**OBJECTIVE**
Copy out the entries in full and with complete accuracy; pictures are excluded.

[Items from a dataset]
══════════

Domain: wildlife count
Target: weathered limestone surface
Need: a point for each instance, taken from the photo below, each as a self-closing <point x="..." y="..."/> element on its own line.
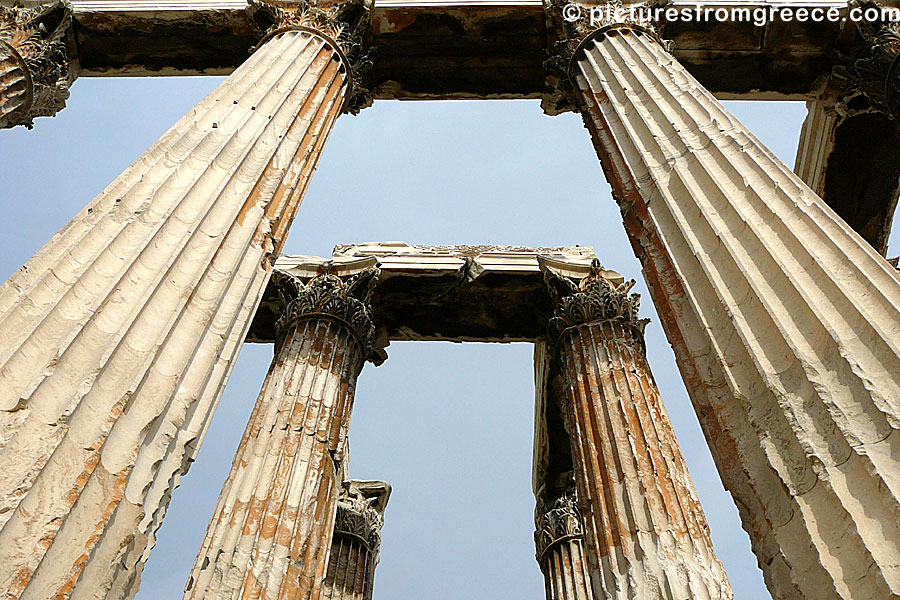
<point x="847" y="157"/>
<point x="356" y="542"/>
<point x="271" y="531"/>
<point x="816" y="144"/>
<point x="646" y="534"/>
<point x="119" y="335"/>
<point x="785" y="323"/>
<point x="492" y="293"/>
<point x="35" y="68"/>
<point x="558" y="540"/>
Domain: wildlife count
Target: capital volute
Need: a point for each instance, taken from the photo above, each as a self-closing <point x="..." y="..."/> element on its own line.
<point x="345" y="24"/>
<point x="593" y="299"/>
<point x="345" y="300"/>
<point x="873" y="64"/>
<point x="34" y="61"/>
<point x="556" y="522"/>
<point x="360" y="511"/>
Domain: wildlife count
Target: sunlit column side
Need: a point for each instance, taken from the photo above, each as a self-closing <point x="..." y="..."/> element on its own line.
<point x="645" y="533"/>
<point x="118" y="336"/>
<point x="271" y="531"/>
<point x="35" y="67"/>
<point x="558" y="541"/>
<point x="784" y="322"/>
<point x="355" y="547"/>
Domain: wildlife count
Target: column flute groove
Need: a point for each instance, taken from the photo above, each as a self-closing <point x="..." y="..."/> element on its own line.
<point x="558" y="539"/>
<point x="122" y="330"/>
<point x="272" y="527"/>
<point x="784" y="322"/>
<point x="645" y="533"/>
<point x="355" y="548"/>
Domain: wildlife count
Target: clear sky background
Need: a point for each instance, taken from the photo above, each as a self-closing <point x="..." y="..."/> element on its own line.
<point x="448" y="425"/>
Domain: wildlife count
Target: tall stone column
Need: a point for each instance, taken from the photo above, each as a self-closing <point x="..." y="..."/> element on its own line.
<point x="784" y="322"/>
<point x="357" y="540"/>
<point x="558" y="541"/>
<point x="35" y="67"/>
<point x="119" y="335"/>
<point x="271" y="531"/>
<point x="645" y="533"/>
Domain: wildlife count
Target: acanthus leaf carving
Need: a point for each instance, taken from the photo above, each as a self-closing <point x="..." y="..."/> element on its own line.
<point x="35" y="68"/>
<point x="872" y="66"/>
<point x="593" y="299"/>
<point x="556" y="522"/>
<point x="360" y="511"/>
<point x="346" y="300"/>
<point x="345" y="23"/>
<point x="568" y="35"/>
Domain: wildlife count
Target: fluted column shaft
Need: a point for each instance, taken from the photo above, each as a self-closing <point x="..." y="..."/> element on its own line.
<point x="356" y="542"/>
<point x="118" y="335"/>
<point x="646" y="535"/>
<point x="271" y="531"/>
<point x="558" y="540"/>
<point x="784" y="322"/>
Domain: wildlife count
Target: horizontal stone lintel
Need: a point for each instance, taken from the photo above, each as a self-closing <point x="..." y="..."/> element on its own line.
<point x="444" y="293"/>
<point x="451" y="49"/>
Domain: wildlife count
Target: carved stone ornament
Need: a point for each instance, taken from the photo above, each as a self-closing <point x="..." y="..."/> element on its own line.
<point x="571" y="25"/>
<point x="559" y="522"/>
<point x="346" y="23"/>
<point x="593" y="299"/>
<point x="360" y="511"/>
<point x="327" y="296"/>
<point x="873" y="66"/>
<point x="35" y="71"/>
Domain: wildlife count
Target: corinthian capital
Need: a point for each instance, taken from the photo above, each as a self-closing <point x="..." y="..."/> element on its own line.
<point x="326" y="296"/>
<point x="360" y="511"/>
<point x="556" y="522"/>
<point x="345" y="23"/>
<point x="35" y="70"/>
<point x="571" y="25"/>
<point x="593" y="299"/>
<point x="874" y="65"/>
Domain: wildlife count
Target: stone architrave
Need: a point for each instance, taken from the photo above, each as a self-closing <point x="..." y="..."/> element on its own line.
<point x="558" y="541"/>
<point x="784" y="322"/>
<point x="355" y="547"/>
<point x="35" y="68"/>
<point x="272" y="528"/>
<point x="645" y="533"/>
<point x="118" y="336"/>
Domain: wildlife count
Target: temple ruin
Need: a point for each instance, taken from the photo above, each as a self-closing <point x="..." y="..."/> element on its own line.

══════════

**CORRECT RESPONSE**
Domain: wildlife count
Target: weathered limestone surface
Need: a point for each instance, taken from the photo below, each as a self-closing <point x="..." y="..."/> element on its own line.
<point x="847" y="157"/>
<point x="356" y="542"/>
<point x="271" y="531"/>
<point x="816" y="144"/>
<point x="646" y="534"/>
<point x="119" y="335"/>
<point x="785" y="323"/>
<point x="492" y="293"/>
<point x="35" y="68"/>
<point x="558" y="540"/>
Domain: wildlife count
Target: capital volute
Need: a point for each instance, taken from the photo above, each as a self-closing <point x="..." y="..."/> element on its own line.
<point x="345" y="24"/>
<point x="593" y="299"/>
<point x="345" y="300"/>
<point x="873" y="64"/>
<point x="34" y="61"/>
<point x="556" y="522"/>
<point x="360" y="511"/>
Domain: wildlife count
Target: sunlit column side
Need: a point for each instance, taken from the photo above, each as a self-closing <point x="..." y="..."/> element on its own line.
<point x="645" y="533"/>
<point x="118" y="336"/>
<point x="271" y="531"/>
<point x="35" y="67"/>
<point x="558" y="541"/>
<point x="784" y="322"/>
<point x="355" y="547"/>
Domain: wildlife count
Target: column flute groove
Need: a point for each instance, taken from the photo above, each as a self-closing <point x="..." y="..."/> element on its own line.
<point x="558" y="539"/>
<point x="122" y="330"/>
<point x="272" y="527"/>
<point x="784" y="322"/>
<point x="645" y="533"/>
<point x="355" y="548"/>
Domain: wildlife count
Target: clear sky background
Need: a point for each instance, taken from the photo above, each as a self-closing <point x="..." y="..."/> element on its own line.
<point x="448" y="425"/>
Domain: wildlife count
Target: tall stone column
Need: a point for each instance, taken from the photo above, each as a self-closing <point x="..." y="..."/> element on its own line.
<point x="784" y="322"/>
<point x="357" y="540"/>
<point x="558" y="541"/>
<point x="35" y="67"/>
<point x="119" y="335"/>
<point x="271" y="531"/>
<point x="645" y="533"/>
Domain: wildlife count
Target: acanthus leaf carving
Need: a point for each instance, taken from the photo above, each as a self-closing <point x="..." y="..."/> element on its own line.
<point x="35" y="68"/>
<point x="872" y="66"/>
<point x="593" y="299"/>
<point x="556" y="522"/>
<point x="360" y="511"/>
<point x="346" y="300"/>
<point x="345" y="23"/>
<point x="568" y="35"/>
Domain: wildlife count
Target: fluted column shaft
Need: a point for each instance, taken from the photo above, each as a self-closing <point x="..." y="..."/> element on its own line.
<point x="356" y="542"/>
<point x="118" y="335"/>
<point x="646" y="535"/>
<point x="271" y="531"/>
<point x="558" y="540"/>
<point x="784" y="322"/>
Domain: wildlife count
Target: horizontal stone lintel
Need: a point for each instance, taken from the photo above, each as a self-closing <point x="..." y="..."/> element on its own line.
<point x="444" y="293"/>
<point x="451" y="49"/>
Domain: wildlife count
Target: carved stone ornament
Need: a point for each instance, taken from the photo above, each as a self-closing <point x="..." y="..."/> element on its own line.
<point x="571" y="25"/>
<point x="559" y="522"/>
<point x="346" y="23"/>
<point x="593" y="299"/>
<point x="360" y="511"/>
<point x="327" y="296"/>
<point x="873" y="66"/>
<point x="35" y="71"/>
Domain: wildlife count
Target: corinthian capital
Need: a point for each instance, taken from the photo above, each as a self-closing <point x="..." y="..."/> element on its own line.
<point x="326" y="296"/>
<point x="360" y="511"/>
<point x="556" y="522"/>
<point x="345" y="23"/>
<point x="35" y="70"/>
<point x="571" y="25"/>
<point x="593" y="299"/>
<point x="874" y="65"/>
Domain: wildlife count
Target: stone architrave
Need: a point for each instance, taken from the photo above, each as a self-closing <point x="..." y="..."/> element on its own line.
<point x="558" y="541"/>
<point x="784" y="322"/>
<point x="355" y="547"/>
<point x="35" y="68"/>
<point x="272" y="528"/>
<point x="645" y="533"/>
<point x="118" y="336"/>
Domain: wildlife count
Target: temple ruin
Need: a point for each instance, taken from the photo above, each as a self-closing <point x="..." y="..."/> element on its own line.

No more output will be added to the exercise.